Reputation: 171
string: XXaaaXXbbbXXcccXXdddOO
I want to match the minimal string that begin with 'XX' and end with 'OO'.
So I write the non-greedy reg: r'XX.*?OO'
>>> str = 'XXaaaXXbbbXXcccXXdddOO'
>>> re.findall(r'XX.*?OO', str)
['XXaaaXXbbbXXcccXXdddOO']
I thought it will return ['XXdddOO'] but it was so 'greedy'.
Then I know I must be mistaken, because the qualifier above will firstly match the 'XX' and then show it's 'non-greedy'.
But I still want to figure out how can I get my result ['XXdddOO'] straightly. Any reply appreciated.
Till now, the key point is actually not about non-greedy , or in other words, it is about the non-greedy in my eyes: it should match as few characters as possible between the left qualifier(XX) and the right qualifier(OO). And of course the fact is that the string is processed from left to right.
Upvotes: 2
Views: 776
Reputation: 89557
The behaviour is due to the fact that the string is processed from left to right. A way to avoid the problem is to use a negated character class:
XX(?:(?=([^XO]+|O(?!O)|X(?!X)))\1)+OO
Upvotes: 1
Reputation: 398
Indeed, issue is not with greedy/non-greedy… Solution suggested by @devnull should work, provided you want to avoid even a single X between your XX
and OO
groups.

Named-object pointing records
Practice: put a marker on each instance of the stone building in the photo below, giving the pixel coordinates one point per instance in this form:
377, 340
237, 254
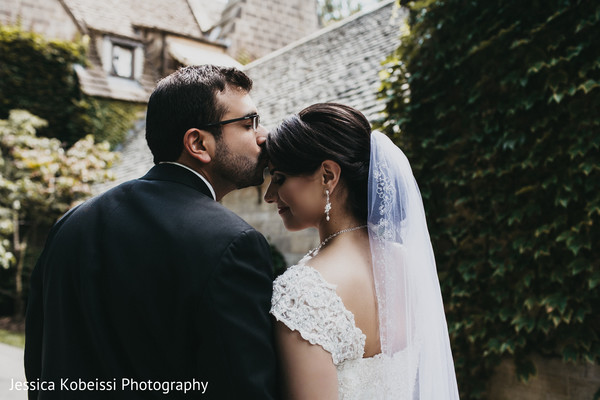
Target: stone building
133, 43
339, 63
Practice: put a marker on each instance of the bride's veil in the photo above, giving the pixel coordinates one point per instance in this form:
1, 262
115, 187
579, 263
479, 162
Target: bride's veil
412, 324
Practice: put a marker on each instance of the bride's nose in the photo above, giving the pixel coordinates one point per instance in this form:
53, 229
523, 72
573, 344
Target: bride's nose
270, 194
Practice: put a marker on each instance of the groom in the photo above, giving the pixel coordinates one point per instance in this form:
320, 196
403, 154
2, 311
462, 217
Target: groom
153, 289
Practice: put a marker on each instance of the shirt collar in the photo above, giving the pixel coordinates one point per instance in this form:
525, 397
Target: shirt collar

...

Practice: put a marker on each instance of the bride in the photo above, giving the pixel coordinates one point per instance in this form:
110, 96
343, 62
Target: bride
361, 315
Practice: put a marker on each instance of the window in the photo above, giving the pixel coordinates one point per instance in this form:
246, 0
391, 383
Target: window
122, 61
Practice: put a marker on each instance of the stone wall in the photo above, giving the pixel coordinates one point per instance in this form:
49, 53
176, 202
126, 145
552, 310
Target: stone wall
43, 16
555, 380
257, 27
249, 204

Exercise instructions:
**1)** Answer these questions about the thread on non-greedy regex matching:
(a) What result did the person asking expect the findall call to return?
(b) According to the first reply, what causes the behavior?
(c) Under what condition does the last reply say the solution suggested by @devnull should work?
**2)** Continue the thread on non-greedy regex matching from its final reply onward.

In response:
**1)**
(a) ['XXdddOO']
(b) The string is processed from left to right.
(c) It should work provided you want to avoid even a single X between your XX and OO groups.

**2)**
Else, you’ll have to use a lookahead (i.e. a piece of regex that will go “scooting” the string ahead, and check whether it can be fulfilled, but without actually consuming any char). Something like that:
re.findall(r'XX(?:.(?!XX))*?OO', str)
With this negative lookahead, you match (non-greedily) any char (.
) not followed by XX
…
Upvotes: 2
Reputation: 9644
Regex work from left to the right: non-greedy means that it will match XXaaaXXdddOO
and not XXaaaXXdddOOiiiOO
. If your data structure is that fixed, you could do:
XX[a-z]{3}OO
to select all patterns like XXiiiOO
(it can be adjusted to fit your your needs, with XX[^X]+?OO
for instance selecting everything in between the last XX
pair before an OO
up to that OO
: for example in XXiiiXXdddFFcccOOlll
it would match XXdddFFcccOO
)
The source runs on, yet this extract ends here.